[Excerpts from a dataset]
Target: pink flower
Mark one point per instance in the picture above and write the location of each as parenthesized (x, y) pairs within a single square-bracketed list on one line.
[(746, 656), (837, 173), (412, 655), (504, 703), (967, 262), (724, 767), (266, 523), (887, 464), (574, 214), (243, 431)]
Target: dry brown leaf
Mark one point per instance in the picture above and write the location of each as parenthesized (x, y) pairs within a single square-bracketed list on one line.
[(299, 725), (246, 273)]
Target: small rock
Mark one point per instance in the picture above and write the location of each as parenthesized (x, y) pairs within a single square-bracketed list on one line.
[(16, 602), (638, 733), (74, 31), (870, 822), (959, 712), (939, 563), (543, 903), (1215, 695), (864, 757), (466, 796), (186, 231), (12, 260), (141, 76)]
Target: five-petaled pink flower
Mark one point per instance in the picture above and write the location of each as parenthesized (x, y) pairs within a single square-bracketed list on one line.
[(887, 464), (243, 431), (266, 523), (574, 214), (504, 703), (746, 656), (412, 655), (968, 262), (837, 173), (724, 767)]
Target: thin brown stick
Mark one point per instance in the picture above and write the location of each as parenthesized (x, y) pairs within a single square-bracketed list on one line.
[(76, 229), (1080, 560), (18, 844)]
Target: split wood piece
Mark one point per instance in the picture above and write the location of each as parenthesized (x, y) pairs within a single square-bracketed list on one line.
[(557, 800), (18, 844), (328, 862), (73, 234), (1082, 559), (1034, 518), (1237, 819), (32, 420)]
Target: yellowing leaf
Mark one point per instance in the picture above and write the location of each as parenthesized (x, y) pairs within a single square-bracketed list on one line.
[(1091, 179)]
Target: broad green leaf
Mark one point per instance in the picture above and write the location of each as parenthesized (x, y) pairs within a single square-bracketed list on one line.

_Exercise instructions_: From the very first line of the records down to the line with "Target: thin brown stick", please write out each line exactly, including both ends and no other lines.

_Exercise response_:
Target: pink flower
Mark one point per instance in the picture above and write the location of each as parenthesized (x, y) pairs within a single square-bracketed list on one line.
[(746, 656), (837, 173), (412, 655), (504, 703), (967, 262), (724, 767), (266, 523), (887, 464), (574, 214), (243, 431)]
Target: dry brown leaf
Mark one point per instance in the picture above and write the location of each as parenthesized (x, y) pairs within a single square-bracketed list on one line.
[(299, 725), (246, 273)]
Target: small rock
Mark one point per instance in the picture above and write the location of each as parenthesized (x, y) pairs within a single square-bracketed list on one line.
[(16, 602), (638, 733), (74, 31), (870, 822), (959, 712), (939, 563), (543, 903), (1215, 695), (864, 757), (466, 796), (186, 231), (12, 260), (141, 76)]
Target: five-petaled pink flower
Mark one point per instance in the picture above and write the location of each as parenthesized (x, y) pairs within a single square-bracketed list on one line.
[(887, 464), (243, 431), (266, 523), (574, 214), (504, 703), (746, 656), (412, 655), (968, 262), (837, 173), (724, 767)]
Target: thin brown stick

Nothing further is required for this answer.